RESUMO: O presente trabalho tem por objetivo analisar o julgamento do Agravo Regimental no Recurso Extraordinário n. 271.286/RS, a fim de extrair conclusões acerca da efetivação do direito à saúde em cotejo com a insuficiência financeira e orçamentária estatal. Nesse interim, serão destacados os elementos que geram a responsabilidade estatal pelas prestações relativas ao direito à saúde, bem como, no caso concreto, a definição estabelecida pelo Supremo Tribunal Federal.
Palavras-chave: Direito Constitucional, Direito à Saúde, Mínimo existencial
Sumário: 1 Introdução; 2 Apresentação do caso; 3. Análise da teoria; 4 Efetivação do direito à saúde; 5 Considerações Finais. Referências
O objetivo do presente trabalho é o de estudar o direito à saúde, e mais especificamente, o fornecimento de medicamentos por via judiciária às pessoas carentes e portadoras de HIV, sob a perspectiva de diversos autores, dentre eles Humberto Ávila e Germano Schwartz.
Este estudo será dividido em três pontos. O primeiro se dedicará à apresentação do caso, momento no qual serão descritas as minúcias da situação fática subjacente. O segundo buscará analisar o substrato teórico aplicado ao caso concreto. O terceiro, por sua vez, buscará tratar da efetivação do direito à saúde.
Trata-se do já consagrado Agravo Regimental no Recurso Extraordinário nº 271.286 do Rio Grande do Sul, que teve como relator o Ministro Celso de Mello, parte agravante o Município de Porto Alegre e parte agravada Diná Rosa Vieira. O resultado do julgamento, por unanimidade, foi no sentido de negar provimento ao agravo regimental.
A decisão agravada, que não conheceu o recurso extraordinário, manteve o acórdão emanado do Tribunal de Justiça local, que apoiado no art. 196 da Constituição da República, incumbiu ao recorrente (município de Porto Alegre), solidariamente com o Estado do Rio Grande do Sul, do fornecimento gratuito dos medicamentos necessários ao tratamento da AIDS, nos casos que envolvessem pacientes destituídos de recursos financeiros e que fossem portadores do vírus HIV.
O recorrente alegou que a decisão violou o art. 167, I da Constituição Federal, que veda o início de programas ou projetos não incluídos na lei orçamentária anual, afirmando também ser de iniciativa do Poder Executivo as leis que estabelecem os orçamentos anuais e que nessa lei deveria ser previsto o orçamento da seguridade social (art.165, §5º, III, CF/88), bem como que a Lei 9.313/96, art. 2º remete sua eficácia à norma regulamentar.
Aduziu ainda que a decisão agravada, afrontaria o princípio da separação de poderes e o art. 198, parágrafo único, da Constituição Federal, que responsabiliza as três esferas federativas (União, Estados e Municípios) pelo financiamento, ações e serviços de saúde.
Os argumentos, como não foram no caso, são considerados improcedentes, pois, estão em desconformidade com a jurisprudência do Supremo Tribunal Federal. Ademais, a mera alegação de desrespeito a um preceito constitucional não bastaria para legitimar o acesso a via recursal extraordinária.

DADOS SELECIONADOS —
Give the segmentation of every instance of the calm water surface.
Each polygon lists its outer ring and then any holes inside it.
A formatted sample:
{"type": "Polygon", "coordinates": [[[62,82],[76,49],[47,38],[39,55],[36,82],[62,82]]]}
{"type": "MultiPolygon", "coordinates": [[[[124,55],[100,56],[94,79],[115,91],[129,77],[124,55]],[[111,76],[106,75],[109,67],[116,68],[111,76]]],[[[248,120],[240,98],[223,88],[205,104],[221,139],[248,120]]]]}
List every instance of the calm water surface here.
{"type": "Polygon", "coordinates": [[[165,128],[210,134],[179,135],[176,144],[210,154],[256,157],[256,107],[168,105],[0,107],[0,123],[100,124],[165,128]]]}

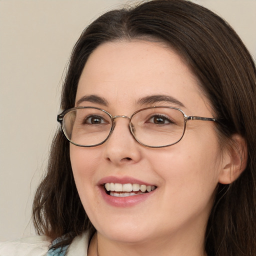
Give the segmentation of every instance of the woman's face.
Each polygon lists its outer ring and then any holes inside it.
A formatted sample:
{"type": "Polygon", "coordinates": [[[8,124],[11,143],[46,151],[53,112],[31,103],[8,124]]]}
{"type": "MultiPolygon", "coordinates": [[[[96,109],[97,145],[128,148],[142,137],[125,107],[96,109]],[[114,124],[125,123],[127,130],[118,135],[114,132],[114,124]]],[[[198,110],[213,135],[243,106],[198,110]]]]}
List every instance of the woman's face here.
{"type": "MultiPolygon", "coordinates": [[[[178,108],[188,116],[212,117],[196,78],[164,44],[138,40],[108,42],[91,54],[79,81],[76,106],[130,116],[154,106],[178,108]],[[184,106],[158,96],[141,100],[160,95],[184,106]]],[[[102,145],[70,146],[78,192],[98,234],[110,240],[132,243],[203,236],[221,168],[214,123],[190,120],[180,142],[154,148],[135,140],[127,118],[116,121],[113,133],[102,145]],[[104,188],[110,182],[151,185],[156,189],[117,197],[104,188]]]]}

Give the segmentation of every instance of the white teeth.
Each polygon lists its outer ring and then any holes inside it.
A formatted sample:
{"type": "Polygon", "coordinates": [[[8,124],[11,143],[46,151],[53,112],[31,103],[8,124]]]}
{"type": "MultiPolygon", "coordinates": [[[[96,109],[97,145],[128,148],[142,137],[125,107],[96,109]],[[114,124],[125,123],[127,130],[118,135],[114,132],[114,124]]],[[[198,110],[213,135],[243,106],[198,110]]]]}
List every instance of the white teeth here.
{"type": "MultiPolygon", "coordinates": [[[[105,188],[107,191],[110,192],[138,192],[140,190],[142,192],[144,192],[147,191],[148,192],[150,192],[153,190],[154,190],[156,188],[155,186],[152,186],[150,185],[140,185],[140,184],[132,184],[130,183],[128,183],[126,184],[121,184],[120,183],[106,183],[104,184],[105,188]]],[[[112,193],[113,194],[113,193],[112,193]]],[[[130,196],[134,196],[133,194],[131,194],[133,193],[122,193],[122,196],[125,196],[126,194],[128,194],[130,196]]],[[[136,193],[134,194],[138,194],[138,193],[136,193]]],[[[114,193],[114,194],[120,194],[120,193],[114,193]]],[[[110,193],[110,195],[111,193],[110,193]]]]}
{"type": "Polygon", "coordinates": [[[138,191],[140,186],[139,184],[132,184],[132,191],[138,191]]]}
{"type": "Polygon", "coordinates": [[[140,191],[142,192],[145,192],[146,190],[146,185],[141,185],[140,186],[140,191]]]}

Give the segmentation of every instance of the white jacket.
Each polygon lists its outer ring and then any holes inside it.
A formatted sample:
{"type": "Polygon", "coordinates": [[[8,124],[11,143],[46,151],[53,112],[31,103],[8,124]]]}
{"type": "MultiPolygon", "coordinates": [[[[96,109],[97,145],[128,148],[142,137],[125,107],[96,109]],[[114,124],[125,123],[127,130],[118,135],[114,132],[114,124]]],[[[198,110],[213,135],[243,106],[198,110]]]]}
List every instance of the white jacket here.
{"type": "MultiPolygon", "coordinates": [[[[85,232],[74,238],[65,255],[87,256],[88,243],[88,234],[85,232]]],[[[52,241],[46,236],[0,242],[0,256],[51,256],[48,254],[51,244],[52,241]]]]}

O QUE FAZER — Diga se cada frase abaixo está de acordo com o texto sobre o direito à saúde, respondendo sim ou não e citando o trecho do texto que decide. (a) O relator do caso foi o Ministro Celso de Mello. (b) O agravo regimental foi julgado por maioria de votos. (c) O acórdão do Tribunal de Justiça local se apoiou no art. 196 da Constituição. Os dados vêm de outra fonte, sem ligação com o texto.

RESPOSTA —
(a) Sim: "que teve como relator o Ministro Celso de Mello"
(b) Não: "O resultado do julgamento, por unanimidade, foi no sentido de negar provimento ao agravo regimental."
(c) Sim: "que apoiado no art. 196 da Constituição da República"